(Records from a collection)
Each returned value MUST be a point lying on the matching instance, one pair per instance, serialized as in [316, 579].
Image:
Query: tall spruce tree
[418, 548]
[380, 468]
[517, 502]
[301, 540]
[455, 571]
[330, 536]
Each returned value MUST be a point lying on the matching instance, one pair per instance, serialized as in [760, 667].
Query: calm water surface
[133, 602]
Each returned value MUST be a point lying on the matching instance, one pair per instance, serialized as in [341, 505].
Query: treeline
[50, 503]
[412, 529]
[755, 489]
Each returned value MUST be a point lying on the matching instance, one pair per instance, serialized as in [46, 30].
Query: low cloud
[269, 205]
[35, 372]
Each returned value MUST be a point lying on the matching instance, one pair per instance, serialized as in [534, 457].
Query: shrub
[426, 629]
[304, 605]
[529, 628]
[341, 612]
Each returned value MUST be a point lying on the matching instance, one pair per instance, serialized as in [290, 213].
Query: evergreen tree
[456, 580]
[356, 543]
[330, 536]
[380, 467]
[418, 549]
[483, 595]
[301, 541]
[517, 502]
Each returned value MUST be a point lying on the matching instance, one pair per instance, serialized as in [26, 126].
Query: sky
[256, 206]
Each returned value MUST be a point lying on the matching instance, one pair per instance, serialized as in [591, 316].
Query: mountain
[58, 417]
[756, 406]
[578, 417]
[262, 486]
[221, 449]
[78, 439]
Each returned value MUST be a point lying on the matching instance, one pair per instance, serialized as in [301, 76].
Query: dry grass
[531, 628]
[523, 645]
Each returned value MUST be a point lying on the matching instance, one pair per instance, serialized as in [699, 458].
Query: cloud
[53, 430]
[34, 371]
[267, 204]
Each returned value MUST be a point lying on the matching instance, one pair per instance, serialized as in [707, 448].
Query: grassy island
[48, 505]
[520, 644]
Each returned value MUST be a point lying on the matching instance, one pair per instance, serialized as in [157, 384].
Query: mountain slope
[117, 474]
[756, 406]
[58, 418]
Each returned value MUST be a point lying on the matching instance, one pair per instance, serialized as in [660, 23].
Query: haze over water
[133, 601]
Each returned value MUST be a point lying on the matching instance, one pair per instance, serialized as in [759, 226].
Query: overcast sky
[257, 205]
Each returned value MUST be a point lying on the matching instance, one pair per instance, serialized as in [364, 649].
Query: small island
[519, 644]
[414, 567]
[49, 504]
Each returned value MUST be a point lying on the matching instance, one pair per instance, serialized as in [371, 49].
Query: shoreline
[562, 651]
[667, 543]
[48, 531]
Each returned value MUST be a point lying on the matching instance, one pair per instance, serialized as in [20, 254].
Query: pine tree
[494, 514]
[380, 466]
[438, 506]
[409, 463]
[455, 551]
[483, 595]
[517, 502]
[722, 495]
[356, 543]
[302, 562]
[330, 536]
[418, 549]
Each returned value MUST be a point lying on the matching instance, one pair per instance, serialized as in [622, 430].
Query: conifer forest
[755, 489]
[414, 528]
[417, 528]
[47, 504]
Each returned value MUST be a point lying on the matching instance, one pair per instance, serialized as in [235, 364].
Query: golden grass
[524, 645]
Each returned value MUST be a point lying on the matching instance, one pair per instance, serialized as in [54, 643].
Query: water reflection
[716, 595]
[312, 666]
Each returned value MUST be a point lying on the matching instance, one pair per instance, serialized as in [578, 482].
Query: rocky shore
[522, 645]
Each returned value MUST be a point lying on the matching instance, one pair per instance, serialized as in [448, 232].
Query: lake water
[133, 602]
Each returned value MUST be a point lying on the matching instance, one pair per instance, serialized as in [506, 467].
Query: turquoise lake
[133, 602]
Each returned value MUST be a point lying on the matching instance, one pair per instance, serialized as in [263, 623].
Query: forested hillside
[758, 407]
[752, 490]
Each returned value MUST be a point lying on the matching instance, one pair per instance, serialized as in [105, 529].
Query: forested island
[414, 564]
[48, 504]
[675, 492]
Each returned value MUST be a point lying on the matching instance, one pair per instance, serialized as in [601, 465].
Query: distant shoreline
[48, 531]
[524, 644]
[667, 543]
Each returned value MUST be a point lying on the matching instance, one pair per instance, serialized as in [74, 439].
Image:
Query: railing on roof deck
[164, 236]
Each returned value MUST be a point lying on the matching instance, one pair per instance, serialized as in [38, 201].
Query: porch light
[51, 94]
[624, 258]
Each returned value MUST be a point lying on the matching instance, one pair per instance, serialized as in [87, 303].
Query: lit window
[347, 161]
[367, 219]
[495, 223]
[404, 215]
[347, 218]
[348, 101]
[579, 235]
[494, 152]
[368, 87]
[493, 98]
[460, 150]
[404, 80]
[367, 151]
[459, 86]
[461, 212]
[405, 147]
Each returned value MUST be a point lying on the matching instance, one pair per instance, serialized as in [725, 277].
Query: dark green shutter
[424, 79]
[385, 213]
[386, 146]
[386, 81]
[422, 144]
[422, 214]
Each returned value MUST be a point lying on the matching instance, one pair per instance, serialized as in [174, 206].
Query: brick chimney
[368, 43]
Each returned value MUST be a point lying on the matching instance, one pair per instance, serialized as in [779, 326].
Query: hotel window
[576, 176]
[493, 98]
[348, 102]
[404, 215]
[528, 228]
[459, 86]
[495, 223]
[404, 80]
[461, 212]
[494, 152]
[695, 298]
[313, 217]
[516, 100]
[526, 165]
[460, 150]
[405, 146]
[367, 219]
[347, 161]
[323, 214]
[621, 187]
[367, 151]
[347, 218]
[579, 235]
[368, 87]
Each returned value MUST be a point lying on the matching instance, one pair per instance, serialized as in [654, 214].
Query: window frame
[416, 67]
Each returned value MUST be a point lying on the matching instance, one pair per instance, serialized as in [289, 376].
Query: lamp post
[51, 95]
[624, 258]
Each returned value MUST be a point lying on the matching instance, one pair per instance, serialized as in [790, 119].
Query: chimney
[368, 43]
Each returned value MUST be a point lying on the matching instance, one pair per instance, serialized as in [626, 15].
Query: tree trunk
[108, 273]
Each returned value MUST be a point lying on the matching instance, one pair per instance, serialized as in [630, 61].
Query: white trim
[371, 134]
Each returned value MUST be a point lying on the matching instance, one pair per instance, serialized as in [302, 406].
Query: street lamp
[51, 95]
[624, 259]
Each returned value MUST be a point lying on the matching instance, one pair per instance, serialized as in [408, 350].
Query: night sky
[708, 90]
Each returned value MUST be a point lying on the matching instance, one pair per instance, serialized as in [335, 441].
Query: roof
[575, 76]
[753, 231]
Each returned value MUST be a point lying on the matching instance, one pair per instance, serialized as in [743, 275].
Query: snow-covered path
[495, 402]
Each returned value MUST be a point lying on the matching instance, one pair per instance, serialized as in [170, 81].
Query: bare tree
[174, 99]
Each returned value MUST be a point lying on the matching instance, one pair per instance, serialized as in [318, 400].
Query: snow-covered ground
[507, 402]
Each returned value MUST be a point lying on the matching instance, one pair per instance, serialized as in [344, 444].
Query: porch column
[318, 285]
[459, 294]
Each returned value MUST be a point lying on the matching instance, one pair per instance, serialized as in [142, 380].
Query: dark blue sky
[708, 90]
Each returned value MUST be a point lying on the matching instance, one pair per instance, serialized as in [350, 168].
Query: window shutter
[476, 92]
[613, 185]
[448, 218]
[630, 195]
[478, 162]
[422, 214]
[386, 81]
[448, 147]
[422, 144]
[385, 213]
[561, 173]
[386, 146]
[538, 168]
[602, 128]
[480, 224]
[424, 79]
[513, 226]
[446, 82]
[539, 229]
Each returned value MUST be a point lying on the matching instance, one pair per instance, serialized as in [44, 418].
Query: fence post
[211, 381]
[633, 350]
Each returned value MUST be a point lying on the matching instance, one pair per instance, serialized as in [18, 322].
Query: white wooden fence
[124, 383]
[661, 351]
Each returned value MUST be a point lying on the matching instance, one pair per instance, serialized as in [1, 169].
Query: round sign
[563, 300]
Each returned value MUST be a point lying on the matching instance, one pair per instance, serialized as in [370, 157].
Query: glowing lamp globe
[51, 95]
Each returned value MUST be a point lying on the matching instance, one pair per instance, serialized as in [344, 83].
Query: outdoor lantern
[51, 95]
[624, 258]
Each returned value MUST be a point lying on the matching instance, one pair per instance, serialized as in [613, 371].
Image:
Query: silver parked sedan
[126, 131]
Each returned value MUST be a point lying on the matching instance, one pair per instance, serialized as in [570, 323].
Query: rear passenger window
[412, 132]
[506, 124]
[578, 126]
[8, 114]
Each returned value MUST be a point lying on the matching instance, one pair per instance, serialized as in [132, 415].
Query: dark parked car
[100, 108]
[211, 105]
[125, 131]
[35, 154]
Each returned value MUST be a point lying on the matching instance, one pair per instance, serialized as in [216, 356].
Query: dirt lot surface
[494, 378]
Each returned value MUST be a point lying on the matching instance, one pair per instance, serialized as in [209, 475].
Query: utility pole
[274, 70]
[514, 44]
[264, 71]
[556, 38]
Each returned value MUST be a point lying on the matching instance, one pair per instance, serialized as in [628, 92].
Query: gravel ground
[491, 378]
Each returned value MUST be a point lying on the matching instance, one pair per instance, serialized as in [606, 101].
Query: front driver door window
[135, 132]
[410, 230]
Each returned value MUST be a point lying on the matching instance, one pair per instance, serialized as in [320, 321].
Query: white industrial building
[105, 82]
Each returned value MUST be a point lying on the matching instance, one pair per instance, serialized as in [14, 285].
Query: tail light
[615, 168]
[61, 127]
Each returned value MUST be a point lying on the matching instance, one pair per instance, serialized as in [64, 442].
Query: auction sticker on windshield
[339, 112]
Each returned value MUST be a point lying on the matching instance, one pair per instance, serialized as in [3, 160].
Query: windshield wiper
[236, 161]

--

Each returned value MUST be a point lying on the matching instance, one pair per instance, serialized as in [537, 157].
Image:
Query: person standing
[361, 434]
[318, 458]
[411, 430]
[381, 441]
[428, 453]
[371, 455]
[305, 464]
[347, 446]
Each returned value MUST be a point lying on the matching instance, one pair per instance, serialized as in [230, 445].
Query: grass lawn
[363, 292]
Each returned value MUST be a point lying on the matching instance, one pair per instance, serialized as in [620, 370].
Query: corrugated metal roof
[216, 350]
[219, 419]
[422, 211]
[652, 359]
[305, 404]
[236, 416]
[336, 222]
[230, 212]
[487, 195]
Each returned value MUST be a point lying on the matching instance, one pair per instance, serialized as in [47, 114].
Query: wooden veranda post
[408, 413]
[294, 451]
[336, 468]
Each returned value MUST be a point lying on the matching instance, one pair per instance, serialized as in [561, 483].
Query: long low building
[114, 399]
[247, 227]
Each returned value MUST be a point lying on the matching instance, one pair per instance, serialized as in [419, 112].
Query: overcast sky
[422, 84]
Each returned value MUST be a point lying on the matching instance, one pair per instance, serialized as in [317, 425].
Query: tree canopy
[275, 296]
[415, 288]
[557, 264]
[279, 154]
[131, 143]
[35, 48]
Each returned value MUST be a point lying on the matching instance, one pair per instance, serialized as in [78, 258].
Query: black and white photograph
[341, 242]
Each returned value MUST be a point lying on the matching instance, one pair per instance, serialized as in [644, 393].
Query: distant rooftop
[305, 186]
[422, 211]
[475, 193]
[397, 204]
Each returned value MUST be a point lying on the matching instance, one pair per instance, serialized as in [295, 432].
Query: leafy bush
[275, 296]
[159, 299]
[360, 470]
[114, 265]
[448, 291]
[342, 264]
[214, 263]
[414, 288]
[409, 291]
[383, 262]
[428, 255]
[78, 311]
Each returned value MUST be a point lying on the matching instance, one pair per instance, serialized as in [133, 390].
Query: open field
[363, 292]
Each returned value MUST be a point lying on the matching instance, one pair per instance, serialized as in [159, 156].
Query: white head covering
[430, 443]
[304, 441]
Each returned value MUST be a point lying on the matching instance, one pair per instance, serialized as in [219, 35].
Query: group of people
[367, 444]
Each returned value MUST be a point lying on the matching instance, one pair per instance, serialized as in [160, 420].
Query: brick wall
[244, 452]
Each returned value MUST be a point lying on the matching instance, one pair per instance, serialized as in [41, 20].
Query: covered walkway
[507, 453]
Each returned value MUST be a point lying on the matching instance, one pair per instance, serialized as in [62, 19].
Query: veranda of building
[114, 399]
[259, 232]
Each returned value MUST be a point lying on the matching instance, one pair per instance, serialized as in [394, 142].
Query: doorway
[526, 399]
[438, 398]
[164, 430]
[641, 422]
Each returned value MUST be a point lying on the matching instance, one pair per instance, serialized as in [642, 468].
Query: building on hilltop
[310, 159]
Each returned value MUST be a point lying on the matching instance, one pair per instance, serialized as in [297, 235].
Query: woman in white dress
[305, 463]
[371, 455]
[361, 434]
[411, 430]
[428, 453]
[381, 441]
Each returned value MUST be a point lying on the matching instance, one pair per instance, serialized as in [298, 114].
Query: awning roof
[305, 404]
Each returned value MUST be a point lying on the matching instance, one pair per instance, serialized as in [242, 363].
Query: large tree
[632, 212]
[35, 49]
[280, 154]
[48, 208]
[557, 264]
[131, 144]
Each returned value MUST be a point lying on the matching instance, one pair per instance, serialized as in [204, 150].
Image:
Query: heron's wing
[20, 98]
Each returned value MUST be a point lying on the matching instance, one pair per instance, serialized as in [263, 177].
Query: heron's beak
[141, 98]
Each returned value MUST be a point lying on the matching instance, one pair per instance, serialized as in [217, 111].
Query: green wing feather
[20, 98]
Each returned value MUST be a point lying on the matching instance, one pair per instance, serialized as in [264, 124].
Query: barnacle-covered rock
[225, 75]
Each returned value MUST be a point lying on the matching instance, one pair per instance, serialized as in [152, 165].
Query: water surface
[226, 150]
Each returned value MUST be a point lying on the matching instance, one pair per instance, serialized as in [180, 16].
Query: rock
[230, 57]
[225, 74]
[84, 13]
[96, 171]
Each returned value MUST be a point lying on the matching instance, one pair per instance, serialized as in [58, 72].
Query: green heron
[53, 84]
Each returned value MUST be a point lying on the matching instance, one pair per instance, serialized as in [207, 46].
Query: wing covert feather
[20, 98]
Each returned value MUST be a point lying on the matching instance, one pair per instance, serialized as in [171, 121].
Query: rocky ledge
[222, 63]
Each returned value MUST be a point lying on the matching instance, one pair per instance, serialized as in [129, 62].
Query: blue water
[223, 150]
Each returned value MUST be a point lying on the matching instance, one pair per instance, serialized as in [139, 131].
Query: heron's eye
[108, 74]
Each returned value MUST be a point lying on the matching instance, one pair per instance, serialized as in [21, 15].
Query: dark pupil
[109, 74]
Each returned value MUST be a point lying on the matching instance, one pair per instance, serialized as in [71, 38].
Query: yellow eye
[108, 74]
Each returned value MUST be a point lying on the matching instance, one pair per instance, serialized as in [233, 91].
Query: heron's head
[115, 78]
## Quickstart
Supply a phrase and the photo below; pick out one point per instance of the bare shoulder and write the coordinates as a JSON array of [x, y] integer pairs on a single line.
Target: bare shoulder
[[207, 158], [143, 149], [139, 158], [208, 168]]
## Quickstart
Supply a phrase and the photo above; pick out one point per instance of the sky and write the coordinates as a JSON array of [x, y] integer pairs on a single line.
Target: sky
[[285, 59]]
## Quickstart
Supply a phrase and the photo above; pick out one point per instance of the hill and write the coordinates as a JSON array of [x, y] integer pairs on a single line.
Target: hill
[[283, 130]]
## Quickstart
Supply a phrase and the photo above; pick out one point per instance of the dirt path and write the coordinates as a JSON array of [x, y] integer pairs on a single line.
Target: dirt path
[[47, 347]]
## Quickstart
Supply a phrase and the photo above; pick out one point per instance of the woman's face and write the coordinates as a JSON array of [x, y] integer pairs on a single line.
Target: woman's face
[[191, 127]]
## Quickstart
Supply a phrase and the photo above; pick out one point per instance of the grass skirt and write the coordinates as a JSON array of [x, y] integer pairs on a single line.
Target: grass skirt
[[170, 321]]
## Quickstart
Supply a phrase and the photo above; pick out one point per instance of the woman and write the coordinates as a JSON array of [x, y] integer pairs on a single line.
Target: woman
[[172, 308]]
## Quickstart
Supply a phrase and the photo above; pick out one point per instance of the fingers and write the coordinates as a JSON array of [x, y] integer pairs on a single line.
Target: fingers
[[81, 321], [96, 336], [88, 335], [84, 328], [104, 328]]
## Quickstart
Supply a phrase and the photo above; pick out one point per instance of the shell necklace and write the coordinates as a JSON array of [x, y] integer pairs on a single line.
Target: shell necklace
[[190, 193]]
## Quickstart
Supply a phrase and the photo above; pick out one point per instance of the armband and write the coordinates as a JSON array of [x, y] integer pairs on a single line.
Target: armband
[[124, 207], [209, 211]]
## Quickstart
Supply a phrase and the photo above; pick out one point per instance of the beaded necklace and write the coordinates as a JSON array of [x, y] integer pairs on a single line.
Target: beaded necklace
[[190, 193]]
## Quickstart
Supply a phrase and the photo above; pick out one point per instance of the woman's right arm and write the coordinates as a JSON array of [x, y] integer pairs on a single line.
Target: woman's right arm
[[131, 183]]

■ WORK TO BE COMPLETED ■
Using the records above, copy word for word the line with "of the beaded", the line with "the woman's right", and every line between them.

■ RESULT ■
Supply a phrase and the photo above; pick out one point per instance of the beaded necklace and write the coordinates as a JSON array of [x, y] integer pairs on a single line.
Target: beaded necklace
[[190, 193]]
## Quickstart
Supply a phrase and the photo above; pick out one point per instance of the woman's right arm and write the coordinates as a JSON array of [x, y] integer pairs on a single line.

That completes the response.